** Input material **

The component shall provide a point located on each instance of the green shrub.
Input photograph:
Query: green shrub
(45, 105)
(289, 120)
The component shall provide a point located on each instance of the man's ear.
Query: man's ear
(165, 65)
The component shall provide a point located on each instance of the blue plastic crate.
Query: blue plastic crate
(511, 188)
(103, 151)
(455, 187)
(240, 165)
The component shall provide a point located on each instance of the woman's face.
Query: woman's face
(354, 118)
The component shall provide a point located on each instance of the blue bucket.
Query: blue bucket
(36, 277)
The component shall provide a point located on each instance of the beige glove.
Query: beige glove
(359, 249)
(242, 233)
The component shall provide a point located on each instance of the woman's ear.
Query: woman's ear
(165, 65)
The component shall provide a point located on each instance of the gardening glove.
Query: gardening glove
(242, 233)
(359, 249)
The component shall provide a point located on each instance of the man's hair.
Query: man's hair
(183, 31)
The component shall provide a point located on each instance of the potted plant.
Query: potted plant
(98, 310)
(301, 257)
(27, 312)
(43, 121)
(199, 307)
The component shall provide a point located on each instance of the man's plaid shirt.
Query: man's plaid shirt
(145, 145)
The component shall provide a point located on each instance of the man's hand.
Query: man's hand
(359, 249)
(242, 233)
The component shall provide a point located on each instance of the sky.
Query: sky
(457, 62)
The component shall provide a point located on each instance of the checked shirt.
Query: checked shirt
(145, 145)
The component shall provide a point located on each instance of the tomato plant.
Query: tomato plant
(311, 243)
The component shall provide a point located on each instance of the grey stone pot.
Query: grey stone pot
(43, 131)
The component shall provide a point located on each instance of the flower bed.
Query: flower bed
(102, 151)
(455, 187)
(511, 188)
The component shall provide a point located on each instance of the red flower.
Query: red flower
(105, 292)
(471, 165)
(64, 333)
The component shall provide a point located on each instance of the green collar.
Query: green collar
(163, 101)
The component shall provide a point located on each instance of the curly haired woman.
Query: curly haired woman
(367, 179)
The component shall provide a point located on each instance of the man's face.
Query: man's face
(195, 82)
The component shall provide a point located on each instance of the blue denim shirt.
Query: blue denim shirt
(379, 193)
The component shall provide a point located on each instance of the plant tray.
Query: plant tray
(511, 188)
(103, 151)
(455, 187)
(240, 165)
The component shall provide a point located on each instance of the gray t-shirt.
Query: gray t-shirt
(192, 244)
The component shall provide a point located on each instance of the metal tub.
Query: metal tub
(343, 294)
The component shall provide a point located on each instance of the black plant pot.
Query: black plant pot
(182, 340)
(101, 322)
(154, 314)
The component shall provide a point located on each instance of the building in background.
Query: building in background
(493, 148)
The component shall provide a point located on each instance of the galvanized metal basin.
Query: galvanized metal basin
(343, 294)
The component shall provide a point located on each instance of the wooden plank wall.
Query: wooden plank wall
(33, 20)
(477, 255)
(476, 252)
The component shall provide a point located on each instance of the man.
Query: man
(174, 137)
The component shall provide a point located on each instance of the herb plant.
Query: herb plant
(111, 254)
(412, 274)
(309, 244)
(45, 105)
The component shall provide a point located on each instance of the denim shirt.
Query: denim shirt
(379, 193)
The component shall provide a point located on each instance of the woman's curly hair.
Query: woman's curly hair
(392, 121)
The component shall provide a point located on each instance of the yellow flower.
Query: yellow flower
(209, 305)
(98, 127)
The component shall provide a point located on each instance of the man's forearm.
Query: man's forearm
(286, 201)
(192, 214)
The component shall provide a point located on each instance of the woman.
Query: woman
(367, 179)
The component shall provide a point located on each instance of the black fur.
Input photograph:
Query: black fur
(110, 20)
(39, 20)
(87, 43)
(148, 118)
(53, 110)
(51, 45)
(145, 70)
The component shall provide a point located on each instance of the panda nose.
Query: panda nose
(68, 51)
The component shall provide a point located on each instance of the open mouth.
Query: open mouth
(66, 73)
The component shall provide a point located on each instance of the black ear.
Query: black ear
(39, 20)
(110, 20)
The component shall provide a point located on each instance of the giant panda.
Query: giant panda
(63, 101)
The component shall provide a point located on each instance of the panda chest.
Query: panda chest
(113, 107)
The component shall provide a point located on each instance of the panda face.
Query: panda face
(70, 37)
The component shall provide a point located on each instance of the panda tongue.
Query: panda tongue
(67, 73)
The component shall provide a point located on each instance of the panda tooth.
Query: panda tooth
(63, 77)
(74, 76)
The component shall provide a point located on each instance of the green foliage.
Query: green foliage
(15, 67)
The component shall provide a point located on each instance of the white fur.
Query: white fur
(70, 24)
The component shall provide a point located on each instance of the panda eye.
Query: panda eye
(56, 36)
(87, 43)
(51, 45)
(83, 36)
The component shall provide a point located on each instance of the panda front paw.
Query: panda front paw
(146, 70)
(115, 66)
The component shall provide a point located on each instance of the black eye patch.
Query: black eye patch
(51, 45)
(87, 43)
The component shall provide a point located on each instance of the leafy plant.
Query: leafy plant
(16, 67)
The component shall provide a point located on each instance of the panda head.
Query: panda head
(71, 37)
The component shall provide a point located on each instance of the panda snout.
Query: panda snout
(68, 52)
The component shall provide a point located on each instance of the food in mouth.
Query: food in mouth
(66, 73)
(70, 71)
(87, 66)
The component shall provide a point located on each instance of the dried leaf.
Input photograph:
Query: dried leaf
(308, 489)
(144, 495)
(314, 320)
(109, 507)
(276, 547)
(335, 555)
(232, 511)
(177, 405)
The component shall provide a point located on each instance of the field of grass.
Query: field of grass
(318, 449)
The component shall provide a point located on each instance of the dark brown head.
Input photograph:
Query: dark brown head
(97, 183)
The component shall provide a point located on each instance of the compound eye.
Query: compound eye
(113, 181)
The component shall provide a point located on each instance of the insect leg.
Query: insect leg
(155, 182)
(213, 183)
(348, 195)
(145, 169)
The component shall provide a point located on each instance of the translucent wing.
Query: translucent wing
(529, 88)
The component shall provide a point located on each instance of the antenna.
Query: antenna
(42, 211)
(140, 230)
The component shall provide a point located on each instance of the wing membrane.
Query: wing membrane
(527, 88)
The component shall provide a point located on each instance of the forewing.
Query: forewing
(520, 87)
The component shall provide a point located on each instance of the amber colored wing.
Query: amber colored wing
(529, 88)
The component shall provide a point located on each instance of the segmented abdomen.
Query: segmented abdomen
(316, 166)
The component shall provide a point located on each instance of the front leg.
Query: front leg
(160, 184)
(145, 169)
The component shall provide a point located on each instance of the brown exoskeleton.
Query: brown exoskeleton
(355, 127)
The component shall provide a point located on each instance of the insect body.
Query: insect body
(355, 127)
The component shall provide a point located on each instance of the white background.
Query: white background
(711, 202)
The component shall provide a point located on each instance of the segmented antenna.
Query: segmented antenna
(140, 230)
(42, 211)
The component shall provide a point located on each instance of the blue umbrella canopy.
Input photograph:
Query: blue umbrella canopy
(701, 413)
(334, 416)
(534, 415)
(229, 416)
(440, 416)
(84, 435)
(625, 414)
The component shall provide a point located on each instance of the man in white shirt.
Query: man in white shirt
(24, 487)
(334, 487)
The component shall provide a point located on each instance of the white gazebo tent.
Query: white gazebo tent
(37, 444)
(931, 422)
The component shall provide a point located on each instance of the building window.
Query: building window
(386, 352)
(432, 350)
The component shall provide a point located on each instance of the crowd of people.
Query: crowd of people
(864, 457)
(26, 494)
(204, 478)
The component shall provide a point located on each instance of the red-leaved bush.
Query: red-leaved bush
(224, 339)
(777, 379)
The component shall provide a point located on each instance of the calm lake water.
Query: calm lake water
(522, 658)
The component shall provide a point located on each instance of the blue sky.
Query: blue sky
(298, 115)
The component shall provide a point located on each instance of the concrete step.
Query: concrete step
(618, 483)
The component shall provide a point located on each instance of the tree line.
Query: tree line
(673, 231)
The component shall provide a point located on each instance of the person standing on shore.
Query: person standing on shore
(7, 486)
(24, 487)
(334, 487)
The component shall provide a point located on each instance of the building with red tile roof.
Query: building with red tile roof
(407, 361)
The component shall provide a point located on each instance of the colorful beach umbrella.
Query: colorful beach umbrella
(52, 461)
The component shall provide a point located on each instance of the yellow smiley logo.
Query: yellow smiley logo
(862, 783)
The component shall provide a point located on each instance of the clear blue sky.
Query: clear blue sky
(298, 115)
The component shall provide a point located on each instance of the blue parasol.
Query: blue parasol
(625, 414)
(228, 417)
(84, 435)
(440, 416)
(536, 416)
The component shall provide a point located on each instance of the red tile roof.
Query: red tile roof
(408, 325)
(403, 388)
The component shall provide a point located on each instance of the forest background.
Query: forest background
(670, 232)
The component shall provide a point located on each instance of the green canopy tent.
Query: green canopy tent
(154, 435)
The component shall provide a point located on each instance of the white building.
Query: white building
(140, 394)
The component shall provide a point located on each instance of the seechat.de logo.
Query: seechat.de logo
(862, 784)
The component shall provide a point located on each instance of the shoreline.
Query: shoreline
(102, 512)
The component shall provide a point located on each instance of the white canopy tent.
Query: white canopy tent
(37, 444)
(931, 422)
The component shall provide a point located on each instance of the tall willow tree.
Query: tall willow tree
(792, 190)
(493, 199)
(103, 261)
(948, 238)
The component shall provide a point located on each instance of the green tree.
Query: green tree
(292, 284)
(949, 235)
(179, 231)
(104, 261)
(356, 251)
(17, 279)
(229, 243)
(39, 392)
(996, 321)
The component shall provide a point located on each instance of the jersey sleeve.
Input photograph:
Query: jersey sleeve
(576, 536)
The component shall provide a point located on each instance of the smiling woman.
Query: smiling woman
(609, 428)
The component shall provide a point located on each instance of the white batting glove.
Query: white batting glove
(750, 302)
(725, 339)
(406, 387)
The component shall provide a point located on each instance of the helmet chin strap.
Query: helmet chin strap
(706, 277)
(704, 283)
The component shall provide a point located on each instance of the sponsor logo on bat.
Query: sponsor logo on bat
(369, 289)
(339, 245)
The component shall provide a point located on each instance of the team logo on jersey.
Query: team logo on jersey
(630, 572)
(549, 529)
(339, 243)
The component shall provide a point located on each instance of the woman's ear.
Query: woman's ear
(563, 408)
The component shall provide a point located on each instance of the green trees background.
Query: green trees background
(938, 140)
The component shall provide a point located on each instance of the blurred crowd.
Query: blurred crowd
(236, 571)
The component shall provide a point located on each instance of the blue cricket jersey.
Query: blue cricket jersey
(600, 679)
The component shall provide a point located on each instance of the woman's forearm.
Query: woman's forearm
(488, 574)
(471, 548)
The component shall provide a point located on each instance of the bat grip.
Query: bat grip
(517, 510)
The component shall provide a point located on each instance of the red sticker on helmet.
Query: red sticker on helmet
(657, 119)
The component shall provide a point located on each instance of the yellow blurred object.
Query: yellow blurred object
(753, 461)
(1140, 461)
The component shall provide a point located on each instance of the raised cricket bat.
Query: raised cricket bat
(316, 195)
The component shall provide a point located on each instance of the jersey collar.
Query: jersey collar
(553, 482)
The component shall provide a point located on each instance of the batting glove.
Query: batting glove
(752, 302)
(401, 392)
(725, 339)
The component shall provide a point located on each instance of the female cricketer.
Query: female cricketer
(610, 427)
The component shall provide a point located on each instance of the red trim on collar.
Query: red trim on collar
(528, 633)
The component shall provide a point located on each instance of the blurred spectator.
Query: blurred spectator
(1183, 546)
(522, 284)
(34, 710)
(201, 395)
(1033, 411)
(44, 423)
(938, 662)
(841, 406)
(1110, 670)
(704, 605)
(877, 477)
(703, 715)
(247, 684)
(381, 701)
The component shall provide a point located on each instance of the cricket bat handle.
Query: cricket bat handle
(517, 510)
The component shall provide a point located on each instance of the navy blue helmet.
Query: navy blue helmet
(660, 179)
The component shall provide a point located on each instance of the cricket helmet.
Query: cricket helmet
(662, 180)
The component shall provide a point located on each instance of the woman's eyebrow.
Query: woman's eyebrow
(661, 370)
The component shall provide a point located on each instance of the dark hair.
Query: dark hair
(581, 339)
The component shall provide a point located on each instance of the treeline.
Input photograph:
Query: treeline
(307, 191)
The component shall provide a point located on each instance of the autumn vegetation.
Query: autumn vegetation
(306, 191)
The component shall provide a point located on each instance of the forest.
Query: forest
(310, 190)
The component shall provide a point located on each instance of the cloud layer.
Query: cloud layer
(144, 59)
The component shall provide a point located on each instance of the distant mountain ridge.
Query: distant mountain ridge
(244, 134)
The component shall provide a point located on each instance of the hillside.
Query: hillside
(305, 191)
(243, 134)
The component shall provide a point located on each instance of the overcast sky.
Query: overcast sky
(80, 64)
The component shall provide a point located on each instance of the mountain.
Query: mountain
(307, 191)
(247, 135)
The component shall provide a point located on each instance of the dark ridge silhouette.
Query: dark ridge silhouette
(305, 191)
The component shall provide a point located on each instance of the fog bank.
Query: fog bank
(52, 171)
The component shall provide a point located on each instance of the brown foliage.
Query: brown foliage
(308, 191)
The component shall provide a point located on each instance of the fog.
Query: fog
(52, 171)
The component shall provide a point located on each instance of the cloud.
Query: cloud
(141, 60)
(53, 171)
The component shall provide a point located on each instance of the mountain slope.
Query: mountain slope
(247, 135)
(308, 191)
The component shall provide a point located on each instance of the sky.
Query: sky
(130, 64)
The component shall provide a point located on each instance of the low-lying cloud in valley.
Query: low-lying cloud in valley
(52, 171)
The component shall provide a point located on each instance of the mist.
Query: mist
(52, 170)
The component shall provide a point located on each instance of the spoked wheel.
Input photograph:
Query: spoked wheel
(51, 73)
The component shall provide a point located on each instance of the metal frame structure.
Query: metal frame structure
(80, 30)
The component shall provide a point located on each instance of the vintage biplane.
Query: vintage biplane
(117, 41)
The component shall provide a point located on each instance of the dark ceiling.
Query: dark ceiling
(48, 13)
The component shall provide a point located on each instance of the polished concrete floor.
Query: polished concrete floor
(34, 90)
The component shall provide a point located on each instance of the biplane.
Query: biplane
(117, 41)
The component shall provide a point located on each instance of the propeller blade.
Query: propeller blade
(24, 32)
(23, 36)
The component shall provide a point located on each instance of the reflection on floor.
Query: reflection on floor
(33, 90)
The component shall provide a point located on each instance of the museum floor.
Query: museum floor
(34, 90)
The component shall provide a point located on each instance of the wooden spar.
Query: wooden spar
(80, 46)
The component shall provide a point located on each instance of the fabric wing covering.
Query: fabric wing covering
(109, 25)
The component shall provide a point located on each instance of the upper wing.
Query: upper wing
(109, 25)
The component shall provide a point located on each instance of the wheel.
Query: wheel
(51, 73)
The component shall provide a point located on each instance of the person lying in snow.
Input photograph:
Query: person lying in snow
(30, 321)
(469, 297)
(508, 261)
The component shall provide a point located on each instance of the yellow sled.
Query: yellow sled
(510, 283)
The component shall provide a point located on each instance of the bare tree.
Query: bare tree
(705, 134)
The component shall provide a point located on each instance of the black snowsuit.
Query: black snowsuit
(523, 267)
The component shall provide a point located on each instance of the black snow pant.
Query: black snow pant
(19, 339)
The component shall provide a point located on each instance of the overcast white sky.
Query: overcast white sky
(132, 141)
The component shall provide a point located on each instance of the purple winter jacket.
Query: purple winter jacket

** Goal of the exercise **
Look through the entries above and quote exactly the lines from the line with "Query: green foliage" to the line with "the panda eye.", counting both of those lines.

** Reply **
Query: green foliage
(15, 67)
The component shall provide a point located on each instance of the white fur.
Query: white fur
(70, 24)
The component shall provide a point located on each instance of the panda eye.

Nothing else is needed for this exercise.